§ Text block
----------------------------------------

Just like her previous LPs, Sock It To Me and Milo Goes to Compton (one for The Descendants fans amongst you), I Want To Grow Up is packed with songs about being in love with a Bad Boy – see the perfect surf-pop number “Wild One” -, being too lazy to hang out with people and really liking drugs. But this LP does seem different - it's like she's trying to tell us something with the title, maybe?

Green's lyrics are a 140 character pop song. They are hyper-condensed. This can make them seem lazy and tropey – but she knows what she's doing. Sock It To Me really played on her tropey-ness to create a kind of bipolar aspect to the album. “Only One” couldn't be more normy – “My Boyfriend is the best […] Oh God, I really love my boyfriend” - but “Close To You” is sullen and introspective, with menacing drum machine and synth. It's all about anxiety.

----------------------------------------

§ Stored data
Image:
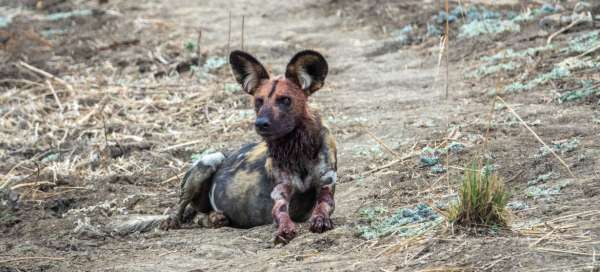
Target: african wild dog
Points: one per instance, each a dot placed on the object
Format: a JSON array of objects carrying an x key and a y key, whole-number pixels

----------------------------------------

Transcribe the album review from "Just like her" to "all about anxiety.". You won't need the listing for this.

§ Task response
Just like her previous LPs, Sock It To Me and Milo Goes to Compton (one for The Descendants fans amongst you), I Want To Grow Up is packed with songs about being in love with a Bad Boy – see the perfect surf-pop number “Wild One” -, being too lazy to hang out with people and really liking drugs. But this LP does seem different - it's like she's trying to tell us something with the title, maybe?

Green's lyrics are a 140 character pop song. They are hyper-condensed. This can make them seem lazy and tropey – but she knows what she's doing. Sock It To Me really played on her tropey-ness to create a kind of bipolar aspect to the album. “Only One” couldn't be more normy – “My Boyfriend is the best […] Oh God, I really love my boyfriend” - but “Close To You” is sullen and introspective, with menacing drum machine and synth. It's all about anxiety.